[Extraits de données d'annotation de localisation]
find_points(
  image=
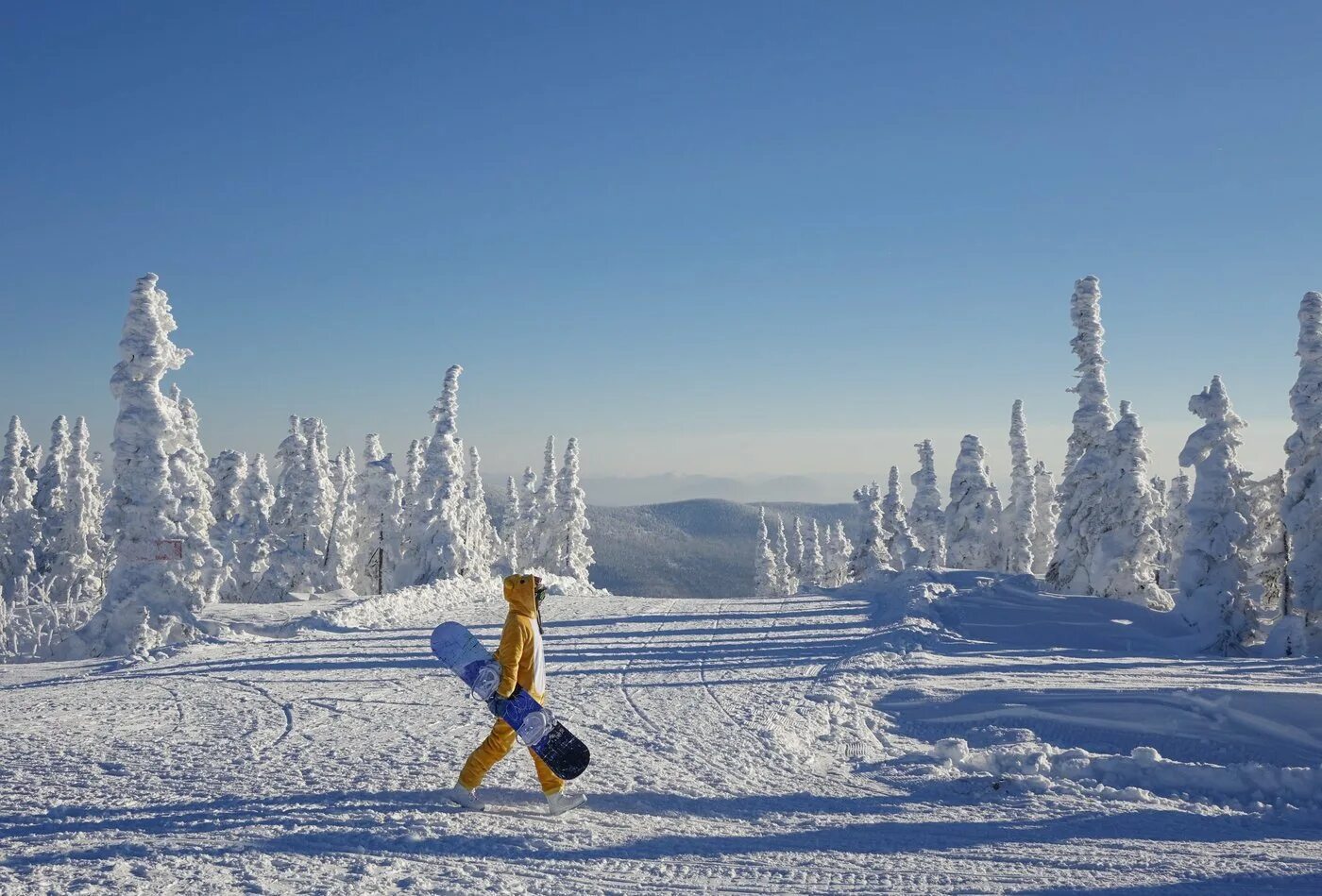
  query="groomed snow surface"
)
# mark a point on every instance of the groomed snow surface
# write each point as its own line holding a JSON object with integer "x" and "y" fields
{"x": 942, "y": 733}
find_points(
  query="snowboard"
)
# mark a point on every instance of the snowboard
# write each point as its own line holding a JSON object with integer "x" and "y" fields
{"x": 460, "y": 651}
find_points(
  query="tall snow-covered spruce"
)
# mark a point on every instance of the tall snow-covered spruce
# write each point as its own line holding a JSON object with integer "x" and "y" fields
{"x": 155, "y": 587}
{"x": 1213, "y": 575}
{"x": 574, "y": 554}
{"x": 872, "y": 556}
{"x": 1047, "y": 515}
{"x": 1301, "y": 508}
{"x": 927, "y": 518}
{"x": 972, "y": 521}
{"x": 1021, "y": 516}
{"x": 766, "y": 579}
{"x": 438, "y": 545}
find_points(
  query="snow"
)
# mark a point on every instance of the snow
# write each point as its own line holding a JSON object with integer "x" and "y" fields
{"x": 951, "y": 733}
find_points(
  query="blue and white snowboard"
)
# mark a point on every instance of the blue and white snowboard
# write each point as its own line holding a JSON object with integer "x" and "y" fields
{"x": 460, "y": 651}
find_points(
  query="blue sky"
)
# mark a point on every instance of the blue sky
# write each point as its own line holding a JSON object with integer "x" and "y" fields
{"x": 704, "y": 238}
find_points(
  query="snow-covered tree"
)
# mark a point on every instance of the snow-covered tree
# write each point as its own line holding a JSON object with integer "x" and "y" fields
{"x": 1176, "y": 526}
{"x": 1047, "y": 515}
{"x": 156, "y": 584}
{"x": 1301, "y": 509}
{"x": 19, "y": 523}
{"x": 796, "y": 549}
{"x": 927, "y": 518}
{"x": 1020, "y": 521}
{"x": 839, "y": 552}
{"x": 52, "y": 493}
{"x": 253, "y": 533}
{"x": 872, "y": 556}
{"x": 438, "y": 530}
{"x": 340, "y": 563}
{"x": 377, "y": 532}
{"x": 528, "y": 521}
{"x": 1268, "y": 548}
{"x": 1127, "y": 543}
{"x": 972, "y": 528}
{"x": 1213, "y": 571}
{"x": 574, "y": 551}
{"x": 812, "y": 562}
{"x": 546, "y": 516}
{"x": 414, "y": 463}
{"x": 1093, "y": 419}
{"x": 480, "y": 534}
{"x": 76, "y": 549}
{"x": 766, "y": 572}
{"x": 511, "y": 525}
{"x": 229, "y": 473}
{"x": 787, "y": 581}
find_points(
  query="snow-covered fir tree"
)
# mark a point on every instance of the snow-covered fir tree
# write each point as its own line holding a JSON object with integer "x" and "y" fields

**Travail à faire**.
Donnez uniquement le nombre de lignes ci-dessus qui contiennent la chaîne « snowboard ».

**Solution proposée**.
4